- _ЗАДАНИЕ A_
Преобразуйте все строки записей с отметками точек в список JSON из строк, где каждой строке записей соответствует один элемент списка, а пустые строки пропущены.

:: ВЫБРАННЫЙ ОТРЫВОК

Жить еврею в городе, в котором его многие знали, было опасно. Как ни старался Захар Абрамович и его супруга сидеть тише воды и ниже травы, из этого ничего не вышло. Встретив однажды свою старую знакомую и пригласив ее в гости, Трубаков первым делом услышал: «3яма, так ты здесь в Киеве скрываешься? Это же опасно!..». Он уговаривал знакомую молчать, но она все равно разболтала о встрече своей матери. И женщина, чей муж воевал в Красной армии, тут же настрочила донос в Гестапо…

Тем временем немцы через управдома потребовали от всех жильцов сделать себе удостоверения личности. Получая от паспортной комиссии свой «аусвайс», Захар Трубаков снова вызвал подозрения у дворника, который чуть не подпрыгнул, услышав отчество — «Абрамович». Если бы не славянская внешность Захара, а главное — православные святцы, в которых управдом, к своему удивлению, обнаружил подозрительное имя, — быть беде.

Жизнь в оккупированном Киеве была голодной. Чтобы прокормить семью, Захар Абрамович вынужден был разъезжать на велосипеде, найденном в новой квартире, по селам, где крестьяне с удовольствием меняли вещи на продукты. В основном он торговал отрезами ткани, которые остались дома у его двоюродной сестры Любы, бежавшей с мужем, известным в Киеве портным, на восток.

::::

- _ЗАДАНИЕ B_
Продублируйте целиком отрывок о жизни Захара Трубакова в оккупированном Киеве, ничего в нём не меняя.

:: ЗАПИСИ ДЛЯ УПРАЖНЕНИЯ

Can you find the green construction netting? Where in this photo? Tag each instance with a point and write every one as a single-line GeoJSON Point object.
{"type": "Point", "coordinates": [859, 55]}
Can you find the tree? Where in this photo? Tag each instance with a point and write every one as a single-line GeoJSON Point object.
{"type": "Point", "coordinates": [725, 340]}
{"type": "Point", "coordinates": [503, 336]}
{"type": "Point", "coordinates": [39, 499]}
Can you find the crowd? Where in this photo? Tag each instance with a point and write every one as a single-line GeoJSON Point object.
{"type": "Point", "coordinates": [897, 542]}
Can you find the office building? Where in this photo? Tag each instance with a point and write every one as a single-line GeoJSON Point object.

::::

- _РЕЗУЛЬТАТ ЗАДАНИЯ A_
[
  "Can you find the green construction netting? Where in this photo? Tag each instance with a point and write every one as a single-line GeoJSON Point object.",
  "{\"type\": \"Point\", \"coordinates\": [859, 55]}",
  "Can you find the tree? Where in this photo? Tag each instance with a point and write every one as a single-line GeoJSON Point object.",
  "{\"type\": \"Point\", \"coordinates\": [725, 340]}",
  "{\"type\": \"Point\", \"coordinates\": [503, 336]}",
  "{\"type\": \"Point\", \"coordinates\": [39, 499]}",
  "Can you find the crowd? Where in this photo? Tag each instance with a point and write every one as a single-line GeoJSON Point object.",
  "{\"type\": \"Point\", \"coordinates\": [897, 542]}",
  "Can you find the office building? Where in this photo? Tag each instance with a point and write every one as a single-line GeoJSON Point object."
]

- _РЕЗУЛЬТАТ ЗАДАНИЯ B_
Жить еврею в городе, в котором его многие знали, было опасно. Как ни старался Захар Абрамович и его супруга сидеть тише воды и ниже травы, из этого ничего не вышло. Встретив однажды свою старую знакомую и пригласив ее в гости, Трубаков первым делом услышал: «3яма, так ты здесь в Киеве скрываешься? Это же опасно!..». Он уговаривал знакомую молчать, но она все равно разболтала о встрече своей матери. И женщина, чей муж воевал в Красной армии, тут же настрочила донос в Гестапо…

Тем временем немцы через управдома потребовали от всех жильцов сделать себе удостоверения личности. Получая от паспортной комиссии свой «аусвайс», Захар Трубаков снова вызвал подозрения у дворника, который чуть не подпрыгнул, услышав отчество — «Абрамович». Если бы не славянская внешность Захара, а главное — православные святцы, в которых управдом, к своему удивлению, обнаружил подозрительное имя, — быть беде.

Жизнь в оккупированном Киеве была голодной. Чтобы прокормить семью, Захар Абрамович вынужден был разъезжать на велосипеде, найденном в новой квартире, по селам, где крестьяне с удовольствием меняли вещи на продукты. В основном он торговал отрезами ткани, которые остались дома у его двоюродной сестры Любы, бежавшей с мужем, известным в Киеве портным, на восток.